■ TASK INSTRUCTIONS: Stop after the line containing "Target: green foliage"; retype every line of the data before it exactly, starting from the first.

■ ENTRIES SUPPLIED:
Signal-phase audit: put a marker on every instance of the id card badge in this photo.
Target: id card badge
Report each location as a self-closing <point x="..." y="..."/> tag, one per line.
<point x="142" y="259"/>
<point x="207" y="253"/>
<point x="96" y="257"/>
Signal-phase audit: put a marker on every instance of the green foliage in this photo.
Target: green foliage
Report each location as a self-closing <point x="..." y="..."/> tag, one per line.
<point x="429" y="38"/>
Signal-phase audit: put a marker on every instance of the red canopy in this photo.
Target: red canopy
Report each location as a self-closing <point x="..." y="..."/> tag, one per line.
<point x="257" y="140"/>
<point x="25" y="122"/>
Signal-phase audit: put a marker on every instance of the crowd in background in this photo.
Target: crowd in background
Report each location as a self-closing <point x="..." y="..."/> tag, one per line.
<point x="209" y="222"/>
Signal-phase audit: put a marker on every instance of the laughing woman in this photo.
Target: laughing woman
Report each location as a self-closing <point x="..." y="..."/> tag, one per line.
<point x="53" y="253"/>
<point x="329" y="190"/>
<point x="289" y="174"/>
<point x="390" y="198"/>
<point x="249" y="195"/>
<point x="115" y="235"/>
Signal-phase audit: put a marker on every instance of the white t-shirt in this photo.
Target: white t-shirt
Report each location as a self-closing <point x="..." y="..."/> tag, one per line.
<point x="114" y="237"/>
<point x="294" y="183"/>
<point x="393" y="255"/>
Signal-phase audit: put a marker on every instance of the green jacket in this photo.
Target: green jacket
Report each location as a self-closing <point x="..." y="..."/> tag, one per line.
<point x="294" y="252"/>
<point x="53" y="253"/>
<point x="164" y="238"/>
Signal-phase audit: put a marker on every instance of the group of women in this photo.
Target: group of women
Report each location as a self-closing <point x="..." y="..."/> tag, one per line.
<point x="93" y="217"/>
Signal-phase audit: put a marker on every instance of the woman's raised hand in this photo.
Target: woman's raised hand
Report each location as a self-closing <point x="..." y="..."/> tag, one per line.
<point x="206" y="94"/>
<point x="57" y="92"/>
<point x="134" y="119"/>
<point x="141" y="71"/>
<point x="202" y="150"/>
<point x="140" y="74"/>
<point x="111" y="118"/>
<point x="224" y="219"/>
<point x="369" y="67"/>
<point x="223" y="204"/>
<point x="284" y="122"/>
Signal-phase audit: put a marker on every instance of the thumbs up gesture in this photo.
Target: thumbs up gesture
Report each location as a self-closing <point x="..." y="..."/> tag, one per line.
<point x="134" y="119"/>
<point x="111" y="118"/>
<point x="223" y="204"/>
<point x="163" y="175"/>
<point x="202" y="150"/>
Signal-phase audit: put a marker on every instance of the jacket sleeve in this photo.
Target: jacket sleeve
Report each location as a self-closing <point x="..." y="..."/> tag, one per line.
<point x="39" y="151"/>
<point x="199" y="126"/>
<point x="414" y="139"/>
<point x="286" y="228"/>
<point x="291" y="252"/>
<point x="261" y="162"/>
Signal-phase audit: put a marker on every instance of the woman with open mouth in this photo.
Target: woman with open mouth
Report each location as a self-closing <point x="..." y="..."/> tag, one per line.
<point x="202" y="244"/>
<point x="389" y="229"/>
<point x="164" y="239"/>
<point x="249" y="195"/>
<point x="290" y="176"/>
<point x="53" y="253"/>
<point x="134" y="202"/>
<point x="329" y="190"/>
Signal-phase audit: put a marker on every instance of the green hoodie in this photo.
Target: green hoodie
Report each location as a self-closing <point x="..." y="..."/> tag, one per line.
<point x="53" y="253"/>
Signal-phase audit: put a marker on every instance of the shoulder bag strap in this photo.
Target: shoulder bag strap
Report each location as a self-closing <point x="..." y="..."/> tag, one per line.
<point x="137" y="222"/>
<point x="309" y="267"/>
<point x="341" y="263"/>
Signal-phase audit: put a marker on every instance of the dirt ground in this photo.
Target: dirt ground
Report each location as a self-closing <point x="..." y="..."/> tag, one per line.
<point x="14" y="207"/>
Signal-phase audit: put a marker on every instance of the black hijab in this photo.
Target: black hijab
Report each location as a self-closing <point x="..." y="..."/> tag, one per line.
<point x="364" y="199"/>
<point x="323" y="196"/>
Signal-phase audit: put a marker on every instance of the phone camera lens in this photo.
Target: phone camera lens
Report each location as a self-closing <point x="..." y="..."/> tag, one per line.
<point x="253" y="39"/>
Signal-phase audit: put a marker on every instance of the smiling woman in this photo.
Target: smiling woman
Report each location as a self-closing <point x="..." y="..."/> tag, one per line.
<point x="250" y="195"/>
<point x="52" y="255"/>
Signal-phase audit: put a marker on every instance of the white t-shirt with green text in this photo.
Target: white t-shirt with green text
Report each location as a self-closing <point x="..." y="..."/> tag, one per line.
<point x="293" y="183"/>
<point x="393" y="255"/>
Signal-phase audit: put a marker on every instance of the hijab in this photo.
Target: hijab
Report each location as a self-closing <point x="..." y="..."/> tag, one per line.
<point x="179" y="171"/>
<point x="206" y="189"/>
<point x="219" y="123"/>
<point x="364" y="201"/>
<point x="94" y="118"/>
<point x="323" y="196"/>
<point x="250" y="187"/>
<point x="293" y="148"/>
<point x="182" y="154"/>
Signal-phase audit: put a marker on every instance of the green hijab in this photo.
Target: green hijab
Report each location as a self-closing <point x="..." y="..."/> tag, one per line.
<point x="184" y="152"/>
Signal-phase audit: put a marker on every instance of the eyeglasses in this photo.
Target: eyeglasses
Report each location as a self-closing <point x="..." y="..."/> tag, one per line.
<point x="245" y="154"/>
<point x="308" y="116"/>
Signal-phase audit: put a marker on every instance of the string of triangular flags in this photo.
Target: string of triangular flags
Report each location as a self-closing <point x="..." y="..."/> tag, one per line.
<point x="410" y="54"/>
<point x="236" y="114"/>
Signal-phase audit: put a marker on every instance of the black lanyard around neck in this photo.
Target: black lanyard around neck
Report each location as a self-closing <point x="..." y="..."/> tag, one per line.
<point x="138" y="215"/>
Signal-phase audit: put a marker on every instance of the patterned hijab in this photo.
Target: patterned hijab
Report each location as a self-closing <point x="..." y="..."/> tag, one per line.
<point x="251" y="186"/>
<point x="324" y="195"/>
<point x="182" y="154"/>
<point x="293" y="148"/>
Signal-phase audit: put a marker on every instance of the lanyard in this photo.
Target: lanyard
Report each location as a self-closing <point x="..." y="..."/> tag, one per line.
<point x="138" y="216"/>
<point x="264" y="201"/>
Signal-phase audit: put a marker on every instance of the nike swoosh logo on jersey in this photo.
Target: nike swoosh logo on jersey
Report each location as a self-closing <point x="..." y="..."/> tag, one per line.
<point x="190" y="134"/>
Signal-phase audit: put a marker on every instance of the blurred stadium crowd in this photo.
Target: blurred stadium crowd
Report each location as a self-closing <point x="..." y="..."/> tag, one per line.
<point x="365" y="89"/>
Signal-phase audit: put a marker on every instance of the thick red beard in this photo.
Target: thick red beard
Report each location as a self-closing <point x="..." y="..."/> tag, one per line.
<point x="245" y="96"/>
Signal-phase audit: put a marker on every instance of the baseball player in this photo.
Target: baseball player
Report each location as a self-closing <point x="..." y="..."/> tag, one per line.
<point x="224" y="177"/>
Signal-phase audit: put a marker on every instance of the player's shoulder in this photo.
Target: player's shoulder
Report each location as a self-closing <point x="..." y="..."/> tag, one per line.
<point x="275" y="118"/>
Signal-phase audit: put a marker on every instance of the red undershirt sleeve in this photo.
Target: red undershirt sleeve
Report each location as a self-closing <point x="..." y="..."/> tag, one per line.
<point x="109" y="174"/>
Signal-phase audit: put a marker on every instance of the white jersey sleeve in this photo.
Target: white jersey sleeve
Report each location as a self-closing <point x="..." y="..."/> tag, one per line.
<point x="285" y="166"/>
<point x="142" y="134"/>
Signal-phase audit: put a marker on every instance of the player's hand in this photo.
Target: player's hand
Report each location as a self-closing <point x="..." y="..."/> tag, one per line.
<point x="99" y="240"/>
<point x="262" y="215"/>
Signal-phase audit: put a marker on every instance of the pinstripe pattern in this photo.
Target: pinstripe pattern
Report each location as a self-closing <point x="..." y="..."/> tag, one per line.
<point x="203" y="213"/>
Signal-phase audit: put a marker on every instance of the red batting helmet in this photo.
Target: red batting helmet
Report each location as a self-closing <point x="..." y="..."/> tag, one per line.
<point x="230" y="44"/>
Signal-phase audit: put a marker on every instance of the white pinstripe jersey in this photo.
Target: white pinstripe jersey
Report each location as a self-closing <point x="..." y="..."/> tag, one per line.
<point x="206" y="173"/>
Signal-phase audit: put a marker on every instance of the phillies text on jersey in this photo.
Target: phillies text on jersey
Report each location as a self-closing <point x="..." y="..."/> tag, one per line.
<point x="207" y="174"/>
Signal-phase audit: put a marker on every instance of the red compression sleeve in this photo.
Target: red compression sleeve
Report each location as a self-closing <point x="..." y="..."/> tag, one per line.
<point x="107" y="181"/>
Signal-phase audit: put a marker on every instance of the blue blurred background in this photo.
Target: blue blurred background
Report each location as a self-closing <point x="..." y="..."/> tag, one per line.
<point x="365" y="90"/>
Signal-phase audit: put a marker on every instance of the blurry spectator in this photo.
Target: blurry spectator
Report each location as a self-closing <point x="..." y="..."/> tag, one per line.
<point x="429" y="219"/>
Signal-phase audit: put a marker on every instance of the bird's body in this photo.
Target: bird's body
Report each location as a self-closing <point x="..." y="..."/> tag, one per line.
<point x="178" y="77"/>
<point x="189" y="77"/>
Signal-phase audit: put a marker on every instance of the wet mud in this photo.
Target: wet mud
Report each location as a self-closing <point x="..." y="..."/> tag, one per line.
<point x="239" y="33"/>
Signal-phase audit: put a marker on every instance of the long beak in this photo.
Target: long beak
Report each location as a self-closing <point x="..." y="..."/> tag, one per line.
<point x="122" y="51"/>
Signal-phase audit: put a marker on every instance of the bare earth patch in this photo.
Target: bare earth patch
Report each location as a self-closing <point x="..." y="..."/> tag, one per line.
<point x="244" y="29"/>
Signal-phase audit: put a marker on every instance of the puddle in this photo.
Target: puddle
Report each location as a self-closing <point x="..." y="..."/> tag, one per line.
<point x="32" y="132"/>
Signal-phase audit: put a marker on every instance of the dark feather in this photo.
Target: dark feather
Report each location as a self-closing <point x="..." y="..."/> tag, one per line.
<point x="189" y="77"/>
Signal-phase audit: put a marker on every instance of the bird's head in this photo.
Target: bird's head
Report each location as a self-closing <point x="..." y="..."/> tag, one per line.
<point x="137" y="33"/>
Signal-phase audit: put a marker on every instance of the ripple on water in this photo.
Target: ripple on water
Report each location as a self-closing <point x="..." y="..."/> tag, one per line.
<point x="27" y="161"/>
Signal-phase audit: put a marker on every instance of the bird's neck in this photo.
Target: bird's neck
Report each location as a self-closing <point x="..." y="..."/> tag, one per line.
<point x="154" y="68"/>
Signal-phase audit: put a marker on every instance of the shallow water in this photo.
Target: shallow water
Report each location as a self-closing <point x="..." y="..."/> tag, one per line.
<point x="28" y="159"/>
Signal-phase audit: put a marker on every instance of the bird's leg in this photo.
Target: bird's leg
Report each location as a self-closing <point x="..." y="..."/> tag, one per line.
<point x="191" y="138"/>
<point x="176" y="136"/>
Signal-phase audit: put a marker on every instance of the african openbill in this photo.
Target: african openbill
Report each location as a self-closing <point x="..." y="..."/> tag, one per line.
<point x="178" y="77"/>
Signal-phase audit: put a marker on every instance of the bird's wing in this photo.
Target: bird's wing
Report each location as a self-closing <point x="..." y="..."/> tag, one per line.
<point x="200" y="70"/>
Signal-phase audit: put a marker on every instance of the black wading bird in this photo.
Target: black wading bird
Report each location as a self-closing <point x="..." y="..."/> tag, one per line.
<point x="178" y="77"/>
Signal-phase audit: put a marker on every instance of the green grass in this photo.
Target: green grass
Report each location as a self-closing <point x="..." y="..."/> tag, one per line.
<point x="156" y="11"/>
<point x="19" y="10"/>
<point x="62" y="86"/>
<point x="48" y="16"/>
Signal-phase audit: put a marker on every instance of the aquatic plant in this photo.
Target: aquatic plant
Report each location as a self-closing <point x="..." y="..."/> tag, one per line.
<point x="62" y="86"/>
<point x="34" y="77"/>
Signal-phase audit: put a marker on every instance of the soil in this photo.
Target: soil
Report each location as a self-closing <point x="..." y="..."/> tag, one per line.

■ WRITTEN RESPONSE:
Signal-phase audit: put a marker on every instance of the id card badge in this photo.
Target: id card badge
Report each location as a self-closing <point x="..." y="..."/> tag, one per line.
<point x="142" y="259"/>
<point x="207" y="253"/>
<point x="96" y="257"/>
Signal-phase audit: put a marker on every instance of the green foliage in this photo.
Target: green foliage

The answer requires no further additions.